Provided passage:

Provider Retention in High Need Areas. Retention Measures Using Longitudinal Data (First Analytic Dataset)

12/22/2014

In Figure III.1 we start with retention rates in primary care HPSAs by years elapsed since separation from service (for participants) and by years since start year (for non-participants).

Using data from the first analytic dataset, we find that about 82% of the NHSC participants serve in primary care HPSAs one year after completion of their NHSC service. More than half of participants who are still in primary care HPSAs one year after separation are actually in the same county as the one in which they served while in service (i.e., 49% of participants). There is a fairly steep decline in the retention rate in years 2 and 3 after separation (by about 7 and 3 percentage points, respectively), followed by a leveling off thereafter.

Records supplied:
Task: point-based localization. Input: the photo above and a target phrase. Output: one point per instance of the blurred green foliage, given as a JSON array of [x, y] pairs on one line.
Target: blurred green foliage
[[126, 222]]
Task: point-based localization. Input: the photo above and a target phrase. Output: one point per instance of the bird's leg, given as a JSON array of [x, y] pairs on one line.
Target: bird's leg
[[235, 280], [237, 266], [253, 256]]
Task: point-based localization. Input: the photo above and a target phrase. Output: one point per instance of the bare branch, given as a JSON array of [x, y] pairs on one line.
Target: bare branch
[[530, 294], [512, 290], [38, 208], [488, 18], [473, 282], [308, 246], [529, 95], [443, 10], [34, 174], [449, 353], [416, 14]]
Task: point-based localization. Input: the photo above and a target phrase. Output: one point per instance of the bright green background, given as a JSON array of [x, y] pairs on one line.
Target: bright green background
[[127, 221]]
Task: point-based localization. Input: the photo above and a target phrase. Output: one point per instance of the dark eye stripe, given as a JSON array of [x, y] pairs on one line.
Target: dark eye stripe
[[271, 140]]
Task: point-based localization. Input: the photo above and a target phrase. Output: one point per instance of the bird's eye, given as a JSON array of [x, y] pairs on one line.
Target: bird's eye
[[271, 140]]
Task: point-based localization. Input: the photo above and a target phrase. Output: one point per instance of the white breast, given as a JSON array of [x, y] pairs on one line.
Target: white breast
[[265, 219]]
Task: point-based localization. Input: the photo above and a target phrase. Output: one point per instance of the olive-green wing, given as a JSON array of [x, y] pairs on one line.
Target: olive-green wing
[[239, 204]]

Questions to answer:
(1) Summarize the provider retention text in two sentences.
(2) According to the provider retention text, what percentage of NHSC participants serve in primary care HPSAs one year after completing their NHSC service?
(3) Write a continuation of the provider retention text that picks up after its final sentence.

Answers to each task:
(1) About 82% of NHSC participants serve in primary care HPSAs one year after completing their NHSC service, and more than half of those still in such areas are in the same county where they served. The retention rate drops fairly steeply in years 2 and 3 after separation, by about 7 and 3 percentage points respectively, and then levels off.

(2) About 82%.

(3)
Focusing on non-participants, we note that their retention rates in primary care HPSAs are always higher than the retention rates of participants, both in terms of retention in the same HPSA as well as in terms of retention in a different HPSA. Their retention also drops after we first observe them in the data (their ‘start’ year), but in contrast with participants the move rate out of HPSAs is relatively constant over time. One year after we first observe non-participants in HPSAs, 95% of them are still in HPSAs. Moreover, a very large fraction of them (91% of all non-participants) remain in the same HPSAs where they were first observed. The retention rates in any HPSAs decline by about 3-4 percentage points every year thereafter, while the retention rates in the same HPSA decline at a slightly faster rate (about 5-6 percentage points per year). These rates indicate that once non-participant providers serve in a HPSA, they tend to remain in those areas, and to some extent they migrate from one HPSA to another.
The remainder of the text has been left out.